What you are asked to do — Determine the number of lines in the data that contain "plank". Answer with that number only.

Natural language region descriptions:

***

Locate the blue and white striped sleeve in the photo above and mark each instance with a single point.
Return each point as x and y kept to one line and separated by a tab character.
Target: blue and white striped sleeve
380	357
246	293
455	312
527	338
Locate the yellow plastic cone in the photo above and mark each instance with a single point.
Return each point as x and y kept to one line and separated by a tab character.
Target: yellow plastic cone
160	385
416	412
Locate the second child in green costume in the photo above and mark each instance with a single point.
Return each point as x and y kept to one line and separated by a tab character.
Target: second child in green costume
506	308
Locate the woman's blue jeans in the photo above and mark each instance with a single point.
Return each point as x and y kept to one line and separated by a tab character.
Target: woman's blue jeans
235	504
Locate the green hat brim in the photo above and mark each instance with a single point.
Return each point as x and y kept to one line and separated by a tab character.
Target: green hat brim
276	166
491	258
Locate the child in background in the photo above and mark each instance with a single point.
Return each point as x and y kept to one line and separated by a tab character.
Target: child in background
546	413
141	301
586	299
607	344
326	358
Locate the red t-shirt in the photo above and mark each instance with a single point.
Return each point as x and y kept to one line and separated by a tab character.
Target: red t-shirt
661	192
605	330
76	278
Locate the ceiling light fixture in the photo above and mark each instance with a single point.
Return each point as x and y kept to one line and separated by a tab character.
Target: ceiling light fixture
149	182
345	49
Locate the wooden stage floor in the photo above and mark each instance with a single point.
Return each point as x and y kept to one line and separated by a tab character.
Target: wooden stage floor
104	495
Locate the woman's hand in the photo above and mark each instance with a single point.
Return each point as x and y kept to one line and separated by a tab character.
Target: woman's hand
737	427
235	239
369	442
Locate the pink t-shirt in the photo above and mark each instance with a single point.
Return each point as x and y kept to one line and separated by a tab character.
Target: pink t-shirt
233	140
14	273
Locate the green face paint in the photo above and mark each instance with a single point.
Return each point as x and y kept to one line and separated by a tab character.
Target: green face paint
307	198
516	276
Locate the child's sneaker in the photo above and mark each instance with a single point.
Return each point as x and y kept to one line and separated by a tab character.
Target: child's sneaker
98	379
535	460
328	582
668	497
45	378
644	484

***

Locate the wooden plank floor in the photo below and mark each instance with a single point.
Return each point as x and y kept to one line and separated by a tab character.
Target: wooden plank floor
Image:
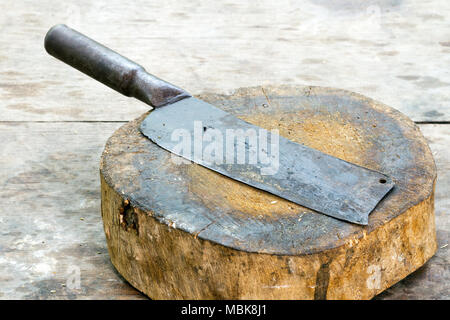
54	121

***

Response below — 2